### Sunulan metin

⟨

Köşe yazarlarından önemli tespitler: Her yönüyle Zeytin Dalı Harekatı

Zeytin Dalı Harekatı'nın hedefi ne? Siyasi, askeri ve diplomatik sonuçları ne olur? Yeni ittifaklar ve Suriye denklemi nasıl işler? İşte köşelerdeki yorumlar

TSK'nın PKK/PYD'ye karşı Afrin'e başlattı Zeytin Dalı Harekatı bugün 4. gününde. Hava ve kara operasyonu eşzamanlı kararlı bir şekilde devam ediyor. Zeytin Dalı harekatı, her boyutuyla yeni bir dönemin başlangıcına da işaret ediyor.

Türk basının ve köşe yazarlarının da ana gündemi Afrin oldu. Harekatın hedefleri, stratejisi, siyasi, askeri ve diplomatik sonuçları her yönüyle masaya yatırılıyor.

Aydınlık.com.tr takipçileri için köşe yazarlarının Zeytin Dalı tespitleri ve önerilerini derledik...

Ankara-Şam çıkar örtüşmesi

"(...) Harekâtın bir diğer önemli sonucu, Türkiye ile Rusya arasındaki yakınlaşma sürecini daha da ileri taşımakta oluşudur.

Türkiye’nin bu harekâtı Rusya ile sıkı bir danışma mekanizması işlettikten ve belli bir işbirliğinin altyapısını oluşturduktan sonra başlatmış olması, bu yönelişin göstergesidir.

Kuşkusuz, Suriye’deki Kürtlerin başat siyasi örgütü PYD’nin ABD’nin Suriye’deki yegâne stratejik ortağı olarak hareket etmeye başlamasının, Rusları Türkiye ile işbirliğine yönelten faktörlerden biri olduğu düşünülebilir.

⟩

### Veri alıntısı
⟨

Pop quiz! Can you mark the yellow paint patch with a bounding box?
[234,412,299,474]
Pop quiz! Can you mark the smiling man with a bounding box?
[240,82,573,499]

⟩

### Göreviniz
Zeytin Dalı Harekâtı konulu metinde harekâtın bir diğer önemli sonucu olarak ne gösterilmektedir?

### Yanıt
Harekâtın Türkiye ile Rusya arasındaki yakınlaşma sürecini daha da ileri taşıması.